- _About this exercise_: Copy out again, unchanged, the line that contains "[Batch spec] Target class: player's" and every line after it down to the last line of the data.

━━━━━━━━

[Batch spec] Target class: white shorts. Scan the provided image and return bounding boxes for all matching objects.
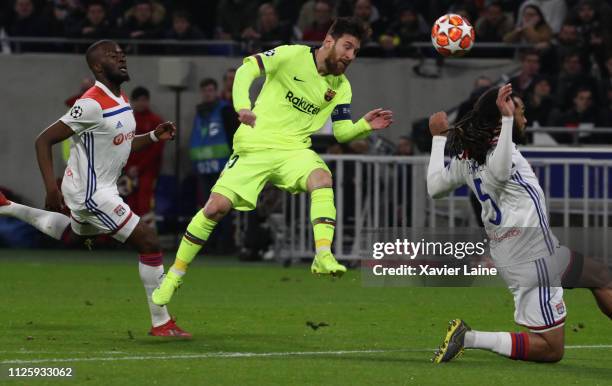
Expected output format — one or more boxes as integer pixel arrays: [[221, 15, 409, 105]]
[[498, 246, 572, 333], [68, 190, 140, 243]]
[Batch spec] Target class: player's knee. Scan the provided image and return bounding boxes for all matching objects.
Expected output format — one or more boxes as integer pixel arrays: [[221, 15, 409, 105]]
[[545, 343, 564, 363], [308, 169, 333, 190], [203, 198, 230, 221]]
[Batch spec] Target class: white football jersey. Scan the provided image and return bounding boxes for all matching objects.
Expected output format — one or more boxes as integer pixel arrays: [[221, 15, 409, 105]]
[[427, 116, 558, 268], [59, 81, 136, 211], [446, 146, 558, 266]]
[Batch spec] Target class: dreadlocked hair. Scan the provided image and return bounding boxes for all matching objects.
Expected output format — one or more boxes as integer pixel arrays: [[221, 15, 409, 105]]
[[448, 87, 505, 165]]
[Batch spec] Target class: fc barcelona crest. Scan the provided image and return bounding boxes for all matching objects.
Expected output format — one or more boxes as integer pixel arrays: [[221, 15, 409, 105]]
[[324, 88, 336, 102]]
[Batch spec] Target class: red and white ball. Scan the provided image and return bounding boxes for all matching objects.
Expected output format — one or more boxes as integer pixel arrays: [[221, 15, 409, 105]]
[[431, 14, 475, 57]]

━━━━━━━━

- _Reply to the task_:
[Batch spec] Target class: player's knee. Scan the provided image and return bounding boxes for all matching objects.
Expected output format — one or more boxes as integer pixel arrays: [[221, 15, 409, 105]]
[[545, 343, 564, 363], [308, 169, 333, 190], [203, 198, 230, 221]]
[Batch spec] Target class: white football jersey. Scan the provided image and return bounding boxes for all matching objects.
Expected output format — one or more boxes as integer pixel arrays: [[221, 15, 409, 105]]
[[427, 116, 558, 268], [59, 81, 136, 211], [446, 146, 558, 266]]
[Batch spec] Target class: dreadlocked hair. Scan the provided image and return bounding boxes for all matching objects.
Expected output format — one or more boxes as integer pixel arrays: [[221, 15, 409, 105]]
[[448, 87, 505, 165]]
[Batch spec] Target class: fc barcelona crest. Scan the provided image and return bounding boxes for all matching objects.
Expected output format — one or more boxes as integer pixel arrays: [[221, 15, 409, 105]]
[[324, 88, 336, 102]]
[Batch spec] Target class: red and white ball. Scan the provided image and return bounding boxes for all matching objects.
Expected output format — one or more boxes as integer pixel arrays: [[221, 15, 409, 105]]
[[431, 14, 475, 57]]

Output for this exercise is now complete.